REQUIRED TASK: Please gather every line in the rows below that contains the word "black". Case counts.

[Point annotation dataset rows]

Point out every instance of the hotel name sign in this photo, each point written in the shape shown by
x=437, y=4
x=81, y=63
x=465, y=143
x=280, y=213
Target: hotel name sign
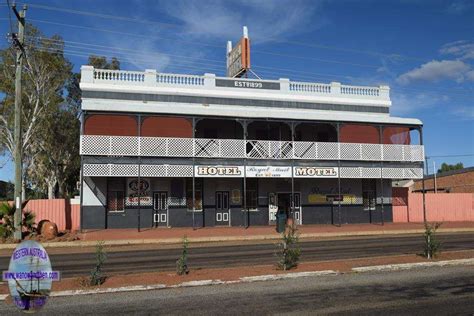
x=264, y=172
x=248, y=84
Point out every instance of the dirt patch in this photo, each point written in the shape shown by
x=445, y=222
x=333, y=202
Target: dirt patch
x=234, y=273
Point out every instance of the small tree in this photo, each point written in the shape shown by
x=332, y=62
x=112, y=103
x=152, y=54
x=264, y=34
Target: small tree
x=432, y=244
x=97, y=277
x=288, y=250
x=7, y=212
x=182, y=262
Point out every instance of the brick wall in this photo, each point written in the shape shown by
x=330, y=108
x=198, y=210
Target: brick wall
x=452, y=183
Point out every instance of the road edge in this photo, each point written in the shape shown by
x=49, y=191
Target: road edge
x=171, y=241
x=261, y=278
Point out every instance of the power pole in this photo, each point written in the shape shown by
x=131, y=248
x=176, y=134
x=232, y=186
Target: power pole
x=18, y=40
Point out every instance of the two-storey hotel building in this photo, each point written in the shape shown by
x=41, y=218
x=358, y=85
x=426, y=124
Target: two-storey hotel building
x=168, y=150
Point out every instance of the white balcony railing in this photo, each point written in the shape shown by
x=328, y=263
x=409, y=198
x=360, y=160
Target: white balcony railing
x=251, y=149
x=152, y=78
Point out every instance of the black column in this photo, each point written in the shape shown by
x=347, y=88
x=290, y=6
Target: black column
x=381, y=175
x=338, y=175
x=423, y=179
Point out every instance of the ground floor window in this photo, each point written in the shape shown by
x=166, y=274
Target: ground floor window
x=369, y=197
x=116, y=194
x=252, y=193
x=198, y=184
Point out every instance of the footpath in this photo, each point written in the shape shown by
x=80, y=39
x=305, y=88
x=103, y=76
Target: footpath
x=122, y=237
x=244, y=274
x=232, y=275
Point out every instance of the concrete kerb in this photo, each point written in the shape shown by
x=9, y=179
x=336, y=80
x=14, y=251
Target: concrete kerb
x=171, y=241
x=407, y=266
x=260, y=278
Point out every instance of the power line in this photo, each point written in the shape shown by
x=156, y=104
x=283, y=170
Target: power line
x=202, y=44
x=451, y=156
x=278, y=72
x=275, y=39
x=10, y=16
x=102, y=15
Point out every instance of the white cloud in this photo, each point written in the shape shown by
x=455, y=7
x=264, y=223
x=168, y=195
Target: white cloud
x=465, y=112
x=223, y=20
x=461, y=49
x=437, y=70
x=403, y=104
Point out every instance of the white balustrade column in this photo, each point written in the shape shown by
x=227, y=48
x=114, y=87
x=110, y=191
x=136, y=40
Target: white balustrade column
x=150, y=77
x=384, y=92
x=209, y=80
x=87, y=74
x=335, y=87
x=284, y=84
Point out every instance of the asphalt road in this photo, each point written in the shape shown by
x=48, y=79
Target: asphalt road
x=156, y=259
x=428, y=291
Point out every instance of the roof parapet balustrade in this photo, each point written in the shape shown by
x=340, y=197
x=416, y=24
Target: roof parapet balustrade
x=152, y=78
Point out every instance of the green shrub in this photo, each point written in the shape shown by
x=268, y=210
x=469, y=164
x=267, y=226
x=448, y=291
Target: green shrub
x=432, y=245
x=97, y=276
x=7, y=214
x=182, y=262
x=288, y=252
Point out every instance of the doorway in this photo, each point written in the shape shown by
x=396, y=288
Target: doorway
x=160, y=209
x=222, y=208
x=281, y=202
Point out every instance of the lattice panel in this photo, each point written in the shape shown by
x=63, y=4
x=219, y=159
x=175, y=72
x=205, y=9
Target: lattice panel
x=347, y=172
x=413, y=173
x=232, y=148
x=393, y=173
x=350, y=151
x=179, y=171
x=207, y=147
x=305, y=150
x=153, y=146
x=95, y=170
x=153, y=170
x=123, y=170
x=281, y=150
x=180, y=147
x=259, y=149
x=124, y=146
x=414, y=153
x=371, y=173
x=392, y=152
x=174, y=201
x=328, y=151
x=95, y=145
x=371, y=152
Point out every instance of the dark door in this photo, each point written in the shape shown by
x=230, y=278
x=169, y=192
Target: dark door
x=160, y=208
x=222, y=208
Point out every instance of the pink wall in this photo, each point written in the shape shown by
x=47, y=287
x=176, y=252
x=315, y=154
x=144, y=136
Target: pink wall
x=59, y=211
x=440, y=207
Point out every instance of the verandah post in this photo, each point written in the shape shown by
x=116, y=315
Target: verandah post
x=339, y=176
x=381, y=176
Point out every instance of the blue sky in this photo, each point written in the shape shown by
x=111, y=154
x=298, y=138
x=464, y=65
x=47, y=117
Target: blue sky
x=424, y=50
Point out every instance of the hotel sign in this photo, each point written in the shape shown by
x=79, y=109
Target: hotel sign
x=264, y=172
x=315, y=172
x=248, y=84
x=219, y=171
x=268, y=172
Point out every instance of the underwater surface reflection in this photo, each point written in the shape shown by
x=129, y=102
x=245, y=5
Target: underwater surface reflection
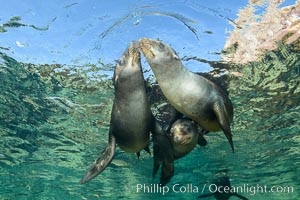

ANSWER TO THE TASK:
Point out every instance of the black column in this photo, each point written in the shape shown by
Target: black column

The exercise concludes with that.